**What this task involves:** Locate "point: the black tire, center" in the listing below, then output the line holding it and every line after it, exactly and with nothing else.

**Supplied entries:**
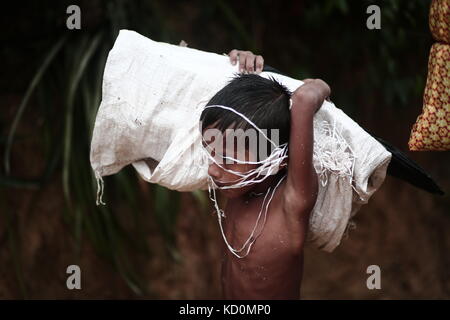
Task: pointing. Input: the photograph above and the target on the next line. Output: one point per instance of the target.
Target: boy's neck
(263, 186)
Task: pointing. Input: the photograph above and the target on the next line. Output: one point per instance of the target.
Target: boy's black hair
(264, 101)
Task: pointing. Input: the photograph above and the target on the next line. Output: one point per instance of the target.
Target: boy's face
(218, 148)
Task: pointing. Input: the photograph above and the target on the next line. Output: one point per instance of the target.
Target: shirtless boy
(272, 269)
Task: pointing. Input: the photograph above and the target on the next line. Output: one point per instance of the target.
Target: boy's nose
(214, 171)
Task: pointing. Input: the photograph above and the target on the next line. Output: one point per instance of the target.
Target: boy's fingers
(233, 56)
(250, 63)
(259, 62)
(242, 57)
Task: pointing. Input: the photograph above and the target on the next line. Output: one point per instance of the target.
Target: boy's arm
(301, 185)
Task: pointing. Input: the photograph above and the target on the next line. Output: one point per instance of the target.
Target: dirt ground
(403, 230)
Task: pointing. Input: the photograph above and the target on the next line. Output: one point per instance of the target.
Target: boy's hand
(314, 91)
(248, 62)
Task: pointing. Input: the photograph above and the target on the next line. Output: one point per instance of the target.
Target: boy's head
(264, 102)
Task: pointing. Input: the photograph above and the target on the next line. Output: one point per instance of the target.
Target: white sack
(153, 94)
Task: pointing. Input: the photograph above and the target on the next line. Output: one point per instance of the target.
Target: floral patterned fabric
(432, 128)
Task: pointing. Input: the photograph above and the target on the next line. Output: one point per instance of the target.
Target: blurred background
(153, 243)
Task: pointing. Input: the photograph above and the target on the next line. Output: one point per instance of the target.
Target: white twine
(100, 189)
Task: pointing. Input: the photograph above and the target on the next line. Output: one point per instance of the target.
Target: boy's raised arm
(301, 185)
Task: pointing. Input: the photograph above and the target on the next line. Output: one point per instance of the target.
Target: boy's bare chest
(246, 222)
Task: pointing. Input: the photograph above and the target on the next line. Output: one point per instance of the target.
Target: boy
(272, 269)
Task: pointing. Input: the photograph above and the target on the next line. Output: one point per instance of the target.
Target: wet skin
(273, 269)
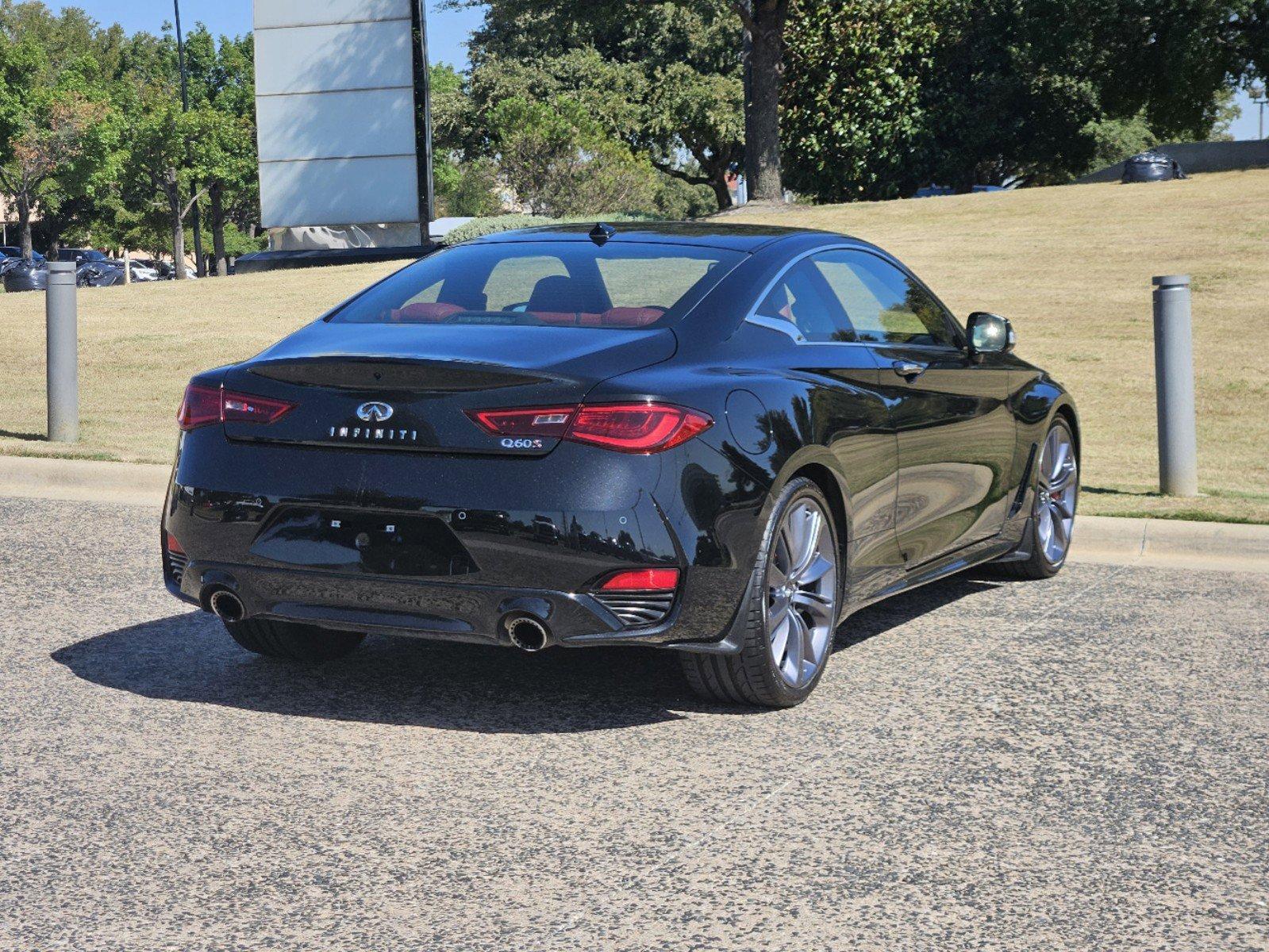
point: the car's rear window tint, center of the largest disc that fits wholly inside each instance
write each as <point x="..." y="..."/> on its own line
<point x="553" y="283"/>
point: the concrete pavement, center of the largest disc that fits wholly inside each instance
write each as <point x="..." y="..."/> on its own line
<point x="1071" y="765"/>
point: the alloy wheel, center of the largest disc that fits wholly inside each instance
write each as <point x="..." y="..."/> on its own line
<point x="801" y="593"/>
<point x="1056" y="494"/>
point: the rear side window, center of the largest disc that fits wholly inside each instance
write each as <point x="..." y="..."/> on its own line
<point x="802" y="298"/>
<point x="883" y="304"/>
<point x="552" y="283"/>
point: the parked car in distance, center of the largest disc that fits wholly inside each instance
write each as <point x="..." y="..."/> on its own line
<point x="80" y="255"/>
<point x="25" y="276"/>
<point x="716" y="440"/>
<point x="14" y="251"/>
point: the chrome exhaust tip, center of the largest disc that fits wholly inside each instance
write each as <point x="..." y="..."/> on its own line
<point x="226" y="606"/>
<point x="527" y="632"/>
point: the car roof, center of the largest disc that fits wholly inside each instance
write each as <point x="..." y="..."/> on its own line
<point x="709" y="234"/>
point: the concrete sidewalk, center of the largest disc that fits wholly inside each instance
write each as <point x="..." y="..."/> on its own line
<point x="1098" y="539"/>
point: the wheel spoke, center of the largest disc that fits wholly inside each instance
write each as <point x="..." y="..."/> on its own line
<point x="809" y="543"/>
<point x="801" y="593"/>
<point x="1059" y="532"/>
<point x="794" y="651"/>
<point x="1046" y="526"/>
<point x="777" y="613"/>
<point x="1061" y="448"/>
<point x="815" y="603"/>
<point x="816" y="570"/>
<point x="781" y="639"/>
<point x="1063" y="505"/>
<point x="809" y="645"/>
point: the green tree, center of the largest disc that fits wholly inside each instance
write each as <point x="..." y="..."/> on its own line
<point x="47" y="126"/>
<point x="560" y="163"/>
<point x="853" y="117"/>
<point x="678" y="67"/>
<point x="160" y="167"/>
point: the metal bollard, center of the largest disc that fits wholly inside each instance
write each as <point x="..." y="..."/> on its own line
<point x="1174" y="386"/>
<point x="63" y="353"/>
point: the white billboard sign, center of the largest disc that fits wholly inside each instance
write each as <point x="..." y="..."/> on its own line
<point x="335" y="113"/>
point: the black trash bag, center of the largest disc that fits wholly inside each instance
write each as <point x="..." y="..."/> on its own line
<point x="1152" y="167"/>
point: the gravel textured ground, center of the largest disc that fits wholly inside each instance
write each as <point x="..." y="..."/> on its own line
<point x="1082" y="763"/>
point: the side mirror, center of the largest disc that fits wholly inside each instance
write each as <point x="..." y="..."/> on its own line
<point x="990" y="334"/>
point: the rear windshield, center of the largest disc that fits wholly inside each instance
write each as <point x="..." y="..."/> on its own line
<point x="553" y="283"/>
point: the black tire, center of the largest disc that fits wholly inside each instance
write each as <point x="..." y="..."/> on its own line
<point x="750" y="677"/>
<point x="292" y="641"/>
<point x="1038" y="565"/>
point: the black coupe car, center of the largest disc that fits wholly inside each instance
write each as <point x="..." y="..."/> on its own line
<point x="718" y="440"/>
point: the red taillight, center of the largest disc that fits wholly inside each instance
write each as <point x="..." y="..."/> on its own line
<point x="627" y="428"/>
<point x="201" y="406"/>
<point x="205" y="405"/>
<point x="642" y="581"/>
<point x="637" y="428"/>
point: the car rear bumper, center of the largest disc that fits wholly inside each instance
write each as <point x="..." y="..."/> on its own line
<point x="538" y="533"/>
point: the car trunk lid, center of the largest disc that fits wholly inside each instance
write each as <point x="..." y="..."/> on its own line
<point x="409" y="387"/>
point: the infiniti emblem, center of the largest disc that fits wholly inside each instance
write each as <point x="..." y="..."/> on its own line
<point x="375" y="412"/>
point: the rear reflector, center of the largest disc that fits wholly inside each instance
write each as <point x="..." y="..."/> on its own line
<point x="528" y="422"/>
<point x="627" y="428"/>
<point x="244" y="408"/>
<point x="201" y="406"/>
<point x="205" y="405"/>
<point x="642" y="581"/>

**Response:**
point: the black tire, center of the largest disc that fits wholly inside each instance
write each as <point x="..." y="..."/> on its own line
<point x="750" y="677"/>
<point x="292" y="641"/>
<point x="1038" y="565"/>
point: the black coupe car, center of the largest disc that fits wholly inside each instance
write each as <point x="..." y="..."/> on its own line
<point x="718" y="440"/>
point: the red taillight, center of the largest disc that fits wholly inside each instance
write each as <point x="..." y="..."/> on its own line
<point x="627" y="428"/>
<point x="201" y="406"/>
<point x="205" y="405"/>
<point x="642" y="581"/>
<point x="637" y="428"/>
point: the car rear bumper, center of the largest disc that fits wholly inside each instance
write each as <point x="..." y="..."/> on its own line
<point x="538" y="533"/>
point: the car trunk lid, center of the largest disc that fits wholly inside each instance
write each as <point x="..." y="..."/> on its own line
<point x="409" y="387"/>
point: the infiniti emblem, center of the largest disc that fits wholly inside each instance
write each as <point x="..." y="..."/> on its own line
<point x="375" y="412"/>
point: the rear reflector, center of the largest disc that fits wholly inside each instance
write each as <point x="..." y="..."/> on its own line
<point x="528" y="422"/>
<point x="627" y="428"/>
<point x="244" y="408"/>
<point x="201" y="406"/>
<point x="205" y="405"/>
<point x="642" y="581"/>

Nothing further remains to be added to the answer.